Excerpt from a dataset:
════════════════

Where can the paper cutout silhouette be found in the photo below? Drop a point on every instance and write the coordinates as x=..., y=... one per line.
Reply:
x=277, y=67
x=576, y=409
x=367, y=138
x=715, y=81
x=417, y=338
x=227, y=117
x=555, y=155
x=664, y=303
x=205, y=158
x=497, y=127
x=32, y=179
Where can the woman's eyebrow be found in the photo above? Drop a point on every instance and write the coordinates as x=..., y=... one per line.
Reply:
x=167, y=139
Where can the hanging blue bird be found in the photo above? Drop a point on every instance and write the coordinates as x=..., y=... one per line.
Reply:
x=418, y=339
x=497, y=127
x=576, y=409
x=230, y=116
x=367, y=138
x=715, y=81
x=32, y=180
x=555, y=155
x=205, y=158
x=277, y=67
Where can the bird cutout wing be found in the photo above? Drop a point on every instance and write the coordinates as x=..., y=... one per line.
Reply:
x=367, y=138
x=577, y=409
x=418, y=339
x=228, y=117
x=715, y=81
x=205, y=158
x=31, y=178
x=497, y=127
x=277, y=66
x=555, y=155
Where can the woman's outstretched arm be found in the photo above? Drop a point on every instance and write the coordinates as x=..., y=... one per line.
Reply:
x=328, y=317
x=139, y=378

════════════════

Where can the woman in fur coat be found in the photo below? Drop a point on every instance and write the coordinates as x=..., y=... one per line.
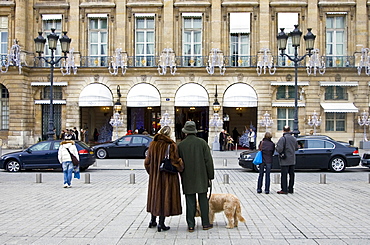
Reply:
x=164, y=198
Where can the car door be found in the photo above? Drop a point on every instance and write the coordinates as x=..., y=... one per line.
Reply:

════════════════

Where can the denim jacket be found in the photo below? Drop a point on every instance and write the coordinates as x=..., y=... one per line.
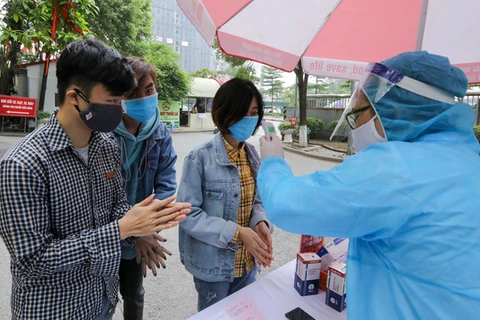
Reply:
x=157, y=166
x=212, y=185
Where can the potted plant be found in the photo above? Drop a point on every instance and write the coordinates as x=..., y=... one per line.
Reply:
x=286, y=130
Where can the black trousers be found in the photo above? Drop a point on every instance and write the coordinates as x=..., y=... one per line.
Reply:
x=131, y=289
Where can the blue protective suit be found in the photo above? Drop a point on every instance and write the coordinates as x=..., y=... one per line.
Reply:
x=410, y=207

════════════════

* [Problem requirements]
Retype the records above word for word, starting with the line that contains "Where can the black" and going on through the line that contains "x=131, y=289".

* [Reply]
Where can the black trousers be found in the photo above? Drop a point on every instance and write the coordinates as x=..., y=... one per line.
Reply:
x=131, y=289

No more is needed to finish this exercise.